- **PROBLEM STATEMENT**: Print each of the records below word for word, with no changes.

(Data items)
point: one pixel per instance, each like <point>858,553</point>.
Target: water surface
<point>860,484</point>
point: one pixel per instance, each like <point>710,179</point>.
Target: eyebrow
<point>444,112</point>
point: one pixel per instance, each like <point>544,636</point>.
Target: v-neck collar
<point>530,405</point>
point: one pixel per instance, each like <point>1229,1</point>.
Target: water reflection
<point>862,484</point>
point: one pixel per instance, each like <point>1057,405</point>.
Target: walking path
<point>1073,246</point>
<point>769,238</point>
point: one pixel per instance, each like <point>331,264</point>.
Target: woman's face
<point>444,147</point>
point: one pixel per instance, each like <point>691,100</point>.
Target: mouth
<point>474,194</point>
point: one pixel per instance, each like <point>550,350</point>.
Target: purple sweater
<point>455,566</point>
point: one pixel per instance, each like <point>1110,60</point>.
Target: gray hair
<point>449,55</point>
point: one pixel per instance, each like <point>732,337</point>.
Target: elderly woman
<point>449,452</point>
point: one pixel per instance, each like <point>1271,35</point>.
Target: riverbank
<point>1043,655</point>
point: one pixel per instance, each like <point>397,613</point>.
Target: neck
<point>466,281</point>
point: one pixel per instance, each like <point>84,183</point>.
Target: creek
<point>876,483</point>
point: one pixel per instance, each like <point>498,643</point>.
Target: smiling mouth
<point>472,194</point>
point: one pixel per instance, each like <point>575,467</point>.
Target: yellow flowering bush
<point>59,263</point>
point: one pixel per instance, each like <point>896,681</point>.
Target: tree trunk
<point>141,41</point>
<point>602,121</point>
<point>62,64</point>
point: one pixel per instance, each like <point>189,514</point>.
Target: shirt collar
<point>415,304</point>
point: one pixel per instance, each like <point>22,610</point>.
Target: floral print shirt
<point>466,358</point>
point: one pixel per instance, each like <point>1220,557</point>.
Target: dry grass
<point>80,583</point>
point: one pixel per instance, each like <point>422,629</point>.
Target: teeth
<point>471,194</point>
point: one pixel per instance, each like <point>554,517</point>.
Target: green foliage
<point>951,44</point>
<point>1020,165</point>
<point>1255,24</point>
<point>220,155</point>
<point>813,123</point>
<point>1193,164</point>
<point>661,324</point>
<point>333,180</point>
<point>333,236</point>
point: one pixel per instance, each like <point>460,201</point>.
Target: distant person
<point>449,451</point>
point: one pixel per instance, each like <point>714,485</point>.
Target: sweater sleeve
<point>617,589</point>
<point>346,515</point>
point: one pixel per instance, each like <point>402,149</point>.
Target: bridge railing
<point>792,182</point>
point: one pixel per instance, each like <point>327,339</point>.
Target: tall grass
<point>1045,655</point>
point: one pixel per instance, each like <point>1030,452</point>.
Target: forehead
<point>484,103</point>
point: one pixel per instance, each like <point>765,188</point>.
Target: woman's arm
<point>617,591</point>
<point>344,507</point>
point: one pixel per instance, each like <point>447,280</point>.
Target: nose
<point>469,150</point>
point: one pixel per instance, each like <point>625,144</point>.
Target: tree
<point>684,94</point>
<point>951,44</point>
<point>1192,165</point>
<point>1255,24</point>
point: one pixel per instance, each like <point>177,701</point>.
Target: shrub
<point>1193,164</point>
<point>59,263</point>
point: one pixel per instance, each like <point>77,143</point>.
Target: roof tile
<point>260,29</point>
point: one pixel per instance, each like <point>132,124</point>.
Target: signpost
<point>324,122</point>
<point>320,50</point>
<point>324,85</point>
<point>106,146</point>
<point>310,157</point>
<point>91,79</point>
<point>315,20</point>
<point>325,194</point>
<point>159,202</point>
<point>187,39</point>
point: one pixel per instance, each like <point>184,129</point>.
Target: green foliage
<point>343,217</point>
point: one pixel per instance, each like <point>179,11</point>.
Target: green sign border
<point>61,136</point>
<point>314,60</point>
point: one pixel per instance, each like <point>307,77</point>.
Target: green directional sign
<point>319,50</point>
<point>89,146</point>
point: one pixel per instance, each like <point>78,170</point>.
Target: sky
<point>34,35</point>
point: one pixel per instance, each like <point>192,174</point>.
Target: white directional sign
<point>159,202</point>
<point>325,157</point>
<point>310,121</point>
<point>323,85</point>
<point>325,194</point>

- **REPLY**:
point: one pixel per instance, each like <point>858,553</point>.
Target: water surface
<point>860,484</point>
point: one pixel per instance, each like <point>710,179</point>.
Target: eyebrow
<point>444,112</point>
point: one pixel per instance, each like <point>544,636</point>.
Target: v-neck collar
<point>530,405</point>
point: one pixel per instance, each like <point>1229,1</point>.
Target: water reflection
<point>862,484</point>
point: one pixel per instance, each like <point>1057,405</point>.
Target: walking path
<point>1073,246</point>
<point>769,238</point>
point: one pixel per instance, each like <point>331,264</point>.
Target: woman's face
<point>444,147</point>
point: one pixel per instance, each like <point>691,100</point>.
Target: mouth
<point>474,194</point>
point: one pixel per instance, each like <point>550,350</point>.
Target: purple sweater
<point>455,566</point>
point: one pixel per instance, each like <point>1110,60</point>.
Target: gray hair
<point>449,55</point>
point: one pixel per instance, each like <point>732,337</point>.
Target: elderly woman
<point>449,452</point>
point: one pixel per instance, each like <point>1271,35</point>.
Target: riverbank
<point>1043,655</point>
point: one pixel per instance, each like <point>397,613</point>.
Target: neck
<point>466,281</point>
point: one pixel per instance, each like <point>84,183</point>.
Target: creek
<point>876,483</point>
point: one pixel per instance, each like <point>498,643</point>.
Target: smiling mouth
<point>472,194</point>
point: one pixel per instance, each like <point>575,467</point>.
Target: yellow flowering bush
<point>59,263</point>
point: one pixel per instance, each like <point>896,681</point>.
Target: tree trunk
<point>141,41</point>
<point>602,121</point>
<point>62,64</point>
point: one pixel per instance, each like <point>189,514</point>.
Target: shirt collar
<point>415,304</point>
point: one pixel per instance, each like <point>22,610</point>.
Target: floral print shirt
<point>466,358</point>
point: one pixel per instance, each like <point>1220,557</point>.
Target: dry grass
<point>80,583</point>
point: one pixel per instance, each like <point>422,629</point>.
Target: teeth
<point>471,194</point>
point: one pixel per instance, each like <point>554,517</point>.
Target: green foliage
<point>951,44</point>
<point>1020,165</point>
<point>1255,24</point>
<point>220,155</point>
<point>813,123</point>
<point>1193,164</point>
<point>661,324</point>
<point>333,180</point>
<point>333,236</point>
point: one pixel per instance, each like <point>460,201</point>.
Target: distant person
<point>449,451</point>
point: one pixel per instance, each like <point>714,485</point>.
Target: sweater sleeve
<point>617,589</point>
<point>346,515</point>
point: one pixel per instance, each like <point>402,149</point>.
Target: bridge railing
<point>792,182</point>
point: one pixel per instance, each like <point>327,339</point>.
Target: tall grass
<point>1045,655</point>
point: one pixel per instance, each like <point>1030,452</point>.
Target: forehead
<point>484,103</point>
point: one pixel per instance, each like <point>765,188</point>.
Target: woman's arm
<point>617,591</point>
<point>344,507</point>
point: one pixel per instance, each like <point>447,280</point>.
Target: nose
<point>469,150</point>
point: one pixel per instance, each like <point>625,144</point>.
Target: tree
<point>684,94</point>
<point>951,44</point>
<point>1192,165</point>
<point>1255,24</point>
point: one pixel per instance, each like <point>177,701</point>.
Target: shrub
<point>1193,164</point>
<point>59,263</point>
point: one pixel per instance, each like <point>77,143</point>.
Target: roof tile
<point>260,29</point>
point: one pixel per instance, each like <point>132,124</point>.
Target: signpost
<point>324,122</point>
<point>320,50</point>
<point>324,85</point>
<point>106,146</point>
<point>310,157</point>
<point>91,79</point>
<point>315,20</point>
<point>325,194</point>
<point>159,202</point>
<point>187,39</point>
point: one pixel per instance, each like <point>184,129</point>.
Target: green foliage
<point>343,217</point>
point: one pixel per instance, each like <point>179,11</point>.
Target: green sign border
<point>61,136</point>
<point>314,60</point>
point: one pixel per instance, each like <point>307,77</point>.
Target: green directional sign
<point>319,50</point>
<point>89,146</point>
point: one pixel per instance, each like <point>78,170</point>.
Target: sky
<point>34,35</point>
point: one pixel per instance, each like <point>192,174</point>.
Target: white directional sign
<point>159,202</point>
<point>325,157</point>
<point>310,121</point>
<point>323,85</point>
<point>325,194</point>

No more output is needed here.